Excerpts of labeled region data:
(begin)

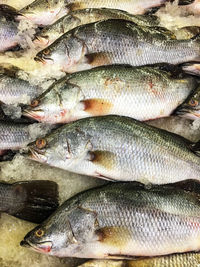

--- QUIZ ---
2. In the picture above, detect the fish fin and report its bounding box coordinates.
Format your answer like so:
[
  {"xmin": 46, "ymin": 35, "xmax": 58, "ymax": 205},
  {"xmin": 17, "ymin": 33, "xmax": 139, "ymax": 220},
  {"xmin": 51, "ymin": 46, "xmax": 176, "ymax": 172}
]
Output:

(end)

▶ **Exercise brief**: Reproduce the data above word for word, leaving out the pictures.

▶ **Completed exercise**:
--- QUIZ ---
2. In the picture above, detect the fish fin and report its bounding box coordinates.
Format your answer like so:
[
  {"xmin": 46, "ymin": 35, "xmax": 58, "ymax": 205},
  {"xmin": 17, "ymin": 33, "xmax": 139, "ymax": 220},
  {"xmin": 51, "ymin": 46, "xmax": 176, "ymax": 172}
]
Output:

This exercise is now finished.